# Source text
= Beginning of Section =

This robust liquidity position enables the Group to sustain a
prolonged downturn in the hospitality industry should that
eventuate. Overall, the Group's balance sheet position remains
strong.
Trading conditions in 2021 remain highly uncertain, with limited
visibility on the pace and scale of a market recovery. In adopting
the going concern basis for preparing the financial statements, the
Directors have considered a stress-test cash flow forecast which
assumes the majority of the Group's hotels are closed as a
consequence of government restrictions for a period of 12 months
from the date of approval of the financial statements.
Having considered the outcome of the stress-test cash flow
forecast, the Directors are of the opinion that the Group has
sufficient resources to continue operating for a period of at least
12 months from the date of approval of the financial statements.
Accordingly, the financial statements have been prepared on a going
concern basis.
(b) Basis of preparation
The financial information contained in this announcement has
been based on the audited results for the year ended 31st December
2020 which have been prepared in conformity with International
Financial Reporting Standards ('IFRS'), including International
Accounting Standards ('IAS') and Interpretations adopted by the
International Accounting Standards Board.
The Group has elected to early adopt the 'Interest Rate
Benchmark Reform - Phase 1: Amendments to IFRS 9, IAS 39 and IFRS
7' (effective 1st January 2020) in relation to hedge accounting for
the Group's annual reporting period commencing 1st January
2019.

= End of Section =

# Information provided
= Beginning of Section =

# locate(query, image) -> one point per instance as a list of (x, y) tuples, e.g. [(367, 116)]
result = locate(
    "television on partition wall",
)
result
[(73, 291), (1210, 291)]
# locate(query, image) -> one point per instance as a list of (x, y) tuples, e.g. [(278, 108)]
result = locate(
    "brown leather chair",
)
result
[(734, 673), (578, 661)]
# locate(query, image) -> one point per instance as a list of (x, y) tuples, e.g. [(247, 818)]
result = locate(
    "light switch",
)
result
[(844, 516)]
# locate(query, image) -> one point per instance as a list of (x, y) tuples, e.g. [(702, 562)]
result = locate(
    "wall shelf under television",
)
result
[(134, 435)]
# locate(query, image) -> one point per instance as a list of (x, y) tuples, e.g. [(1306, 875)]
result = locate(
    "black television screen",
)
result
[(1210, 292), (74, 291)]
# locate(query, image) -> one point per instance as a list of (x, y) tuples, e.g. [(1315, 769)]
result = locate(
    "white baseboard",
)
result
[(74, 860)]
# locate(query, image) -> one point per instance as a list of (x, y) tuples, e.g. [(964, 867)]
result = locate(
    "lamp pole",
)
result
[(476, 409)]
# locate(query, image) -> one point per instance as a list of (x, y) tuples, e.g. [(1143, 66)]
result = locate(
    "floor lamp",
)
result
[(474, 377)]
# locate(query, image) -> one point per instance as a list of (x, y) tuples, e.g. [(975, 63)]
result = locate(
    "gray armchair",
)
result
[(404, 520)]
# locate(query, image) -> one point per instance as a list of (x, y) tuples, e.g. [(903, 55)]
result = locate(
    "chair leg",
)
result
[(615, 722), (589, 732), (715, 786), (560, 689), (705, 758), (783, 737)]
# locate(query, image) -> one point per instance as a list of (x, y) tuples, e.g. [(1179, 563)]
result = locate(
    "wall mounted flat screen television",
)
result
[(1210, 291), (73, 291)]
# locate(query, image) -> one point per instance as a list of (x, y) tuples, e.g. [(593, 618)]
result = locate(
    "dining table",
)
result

= End of Section =

# Prompt
Continue the financial statement passage on the Group's going concern assessment and basis of preparation, starting after its last sentence.

# Answer to the problem
The Group has adopted the following changes in relation to rent
concessions for the annual reporting period commencing 1st January
2020.
COVID-19 Related Rent Concessions: Amendment to IFRS 16
Leases
The Group has early adopted the Amendment, which became
effective 1st June 2020. Where the Group is a lessee, the practical
expedient is applied to account for the change in lease payments
resulting from rent concessions granted as a direct consequence of
the COVID-19 pandemic. The Group elects not to assess these
concessions as lease modifications when all of the following
conditions are met:
(i) the revised lease payments are substantially the same
as, or less than, the consideration for the lease immediately
preceding the change;
(ii) reduction in lease payments relates to payment due on
or before 30th June 2021; and
(iii) there is no substantive change to the other terms and
conditions of the lease.
Rent concessions fulfilling the above conditions are recognised
in the profit and loss over the period in which they cover.
Apart from the above, there are no other amendments which are
effective in 2020 and relevant to the Group's operations, that have
a significant impact on the Group's results, financial position and
accounting policies.
The Group has not early adopted any standard, interpretation or
amendments that have been issued but not yet effective.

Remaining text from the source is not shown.